● Assigned task
Only the records, exactly as written, belong in the answer; pictures do not.

● Study material
*** Begin section ***

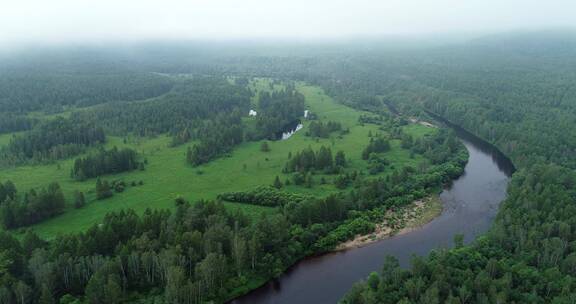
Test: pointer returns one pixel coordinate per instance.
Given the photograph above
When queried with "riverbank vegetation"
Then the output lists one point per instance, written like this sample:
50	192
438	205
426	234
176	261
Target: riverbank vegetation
180	231
213	223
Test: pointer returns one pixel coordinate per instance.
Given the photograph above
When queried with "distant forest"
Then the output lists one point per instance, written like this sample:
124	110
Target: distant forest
517	92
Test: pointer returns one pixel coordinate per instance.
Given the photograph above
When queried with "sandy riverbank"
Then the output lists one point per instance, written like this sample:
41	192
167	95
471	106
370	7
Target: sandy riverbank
404	220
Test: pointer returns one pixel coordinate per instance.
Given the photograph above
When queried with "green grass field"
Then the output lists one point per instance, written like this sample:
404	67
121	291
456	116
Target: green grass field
168	176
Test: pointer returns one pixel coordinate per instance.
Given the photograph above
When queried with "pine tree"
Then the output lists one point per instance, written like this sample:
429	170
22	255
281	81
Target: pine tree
102	189
79	200
340	159
264	147
277	183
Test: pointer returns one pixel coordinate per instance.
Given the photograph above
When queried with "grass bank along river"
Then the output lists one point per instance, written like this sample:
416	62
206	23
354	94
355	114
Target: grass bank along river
470	205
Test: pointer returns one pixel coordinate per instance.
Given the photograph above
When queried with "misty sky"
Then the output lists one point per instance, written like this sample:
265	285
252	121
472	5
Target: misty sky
100	20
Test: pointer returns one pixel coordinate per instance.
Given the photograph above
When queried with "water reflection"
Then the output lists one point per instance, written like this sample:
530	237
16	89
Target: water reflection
470	205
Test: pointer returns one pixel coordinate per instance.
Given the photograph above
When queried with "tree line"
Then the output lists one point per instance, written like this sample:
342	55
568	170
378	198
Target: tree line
51	140
201	252
105	162
32	207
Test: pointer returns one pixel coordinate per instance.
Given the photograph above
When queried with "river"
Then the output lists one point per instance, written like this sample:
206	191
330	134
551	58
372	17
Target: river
470	205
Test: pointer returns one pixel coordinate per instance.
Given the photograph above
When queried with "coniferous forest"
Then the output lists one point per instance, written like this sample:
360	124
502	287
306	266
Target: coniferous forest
160	176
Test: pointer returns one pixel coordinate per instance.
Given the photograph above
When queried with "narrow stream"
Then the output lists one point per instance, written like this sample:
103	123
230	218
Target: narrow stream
470	206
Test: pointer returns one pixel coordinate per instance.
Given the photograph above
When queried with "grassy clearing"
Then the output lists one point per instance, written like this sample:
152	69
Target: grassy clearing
167	175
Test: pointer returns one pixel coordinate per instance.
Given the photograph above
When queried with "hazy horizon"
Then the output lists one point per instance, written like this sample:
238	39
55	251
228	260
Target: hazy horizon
66	21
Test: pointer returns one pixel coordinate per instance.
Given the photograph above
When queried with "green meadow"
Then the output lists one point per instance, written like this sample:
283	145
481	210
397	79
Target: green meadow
168	176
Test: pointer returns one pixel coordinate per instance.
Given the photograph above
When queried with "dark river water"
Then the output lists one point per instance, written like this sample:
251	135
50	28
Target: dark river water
470	206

*** End section ***

● Worked solution
Test: pointer returns one pixel coordinate per instance.
Given the photograph above
When queried with "riverbank vegetation"
Then the output lists one point per instance, written like this sample:
50	192
438	205
426	234
176	261
Target: riverbank vegetation
180	231
213	223
Test: pointer returns one pixel coordinate per instance.
Given the photograph above
When queried with "distant forest"
Then the output lists one point per instance, written like this sample:
124	110
Target: distant forest
517	92
Test: pointer returns one pixel coordinate per instance.
Given the photograph above
When queried with "sandy riverbank"
Then the output lists one point per instance, written like this sample:
41	192
167	95
471	106
370	7
Target: sandy riverbank
404	220
Test: pointer returns one pixel coordinate per instance.
Given the photograph above
When queried with "green grass field"
Then the output lists one point per instance, written like this sample:
404	67
121	291
456	116
Target: green grass field
168	176
Test: pointer returns one pixel coordinate per instance.
Given the photograph above
When queried with "pine tree"
Then the output lists one point per instance, written like this sample:
429	170
22	255
281	81
Target: pine tree
102	189
79	200
340	159
264	147
277	183
Test: pointer returns one pixel coordinate per instance.
Given the photograph above
When queried with "grass bank along river"
Then the output lists one point per instance, written like this sample:
416	62
206	23
354	94
355	114
Target: grass bank along river
470	205
Test: pointer returns one pixel coordinate per instance.
Given the photograph above
When queried with "misty sky"
Then the output lists one point per instance, written like this sample:
265	285
252	121
472	5
Target: misty sky
100	20
Test: pointer returns one pixel coordinate per instance.
Given the photograph above
When queried with "water reflection"
Then the output lists one point per instance, written like this sample:
530	237
16	89
Target: water reflection
470	205
Test: pointer returns one pixel coordinate per instance.
Given the photograph above
When queried with "tree line"
Then the output lists one point per instance, written like this sample:
342	55
568	170
378	198
Target: tree line
51	140
201	252
105	162
32	207
Test: pointer returns one pixel coordinate per instance.
Given the photograph above
When queried with "river"
Then the output lists one point per instance, written like this sample:
206	191
330	134
551	58
372	17
Target: river
470	205
Test: pointer returns one pixel coordinate per instance.
Given the photograph above
When queried with "coniferous forest"
Then the output lists one point per instance, written like this sample:
360	124
502	287
306	266
Target: coniferous forest
160	176
Test: pointer returns one pixel coordinate per instance.
Given the photograph above
When queried with "narrow stream"
Then the output lists one point per instance, written like this sample:
103	123
230	218
Target: narrow stream
470	206
Test: pointer returns one pixel coordinate per instance.
Given the photograph above
When queried with "grassy clearing"
Then the output lists one point per instance, written like this sample:
152	69
Target: grassy clearing
167	175
Test: pointer returns one pixel coordinate per instance.
Given the photograph above
When queried with "hazy horizon"
Then the output lists one point per instance, written like this sample:
238	39
55	251
228	260
Target: hazy horizon
66	21
Test: pointer returns one pixel coordinate per instance.
Given the photograph above
When queried with "green meadow"
Then the output lists one point per instance, written like this sample:
283	145
481	210
397	79
Target: green meadow
168	176
Test: pointer returns one pixel coordinate per instance.
Given the photograph above
When queried with "dark river water"
Then the output lists one point per instance, written like this sample:
251	135
50	28
Target: dark river water
470	206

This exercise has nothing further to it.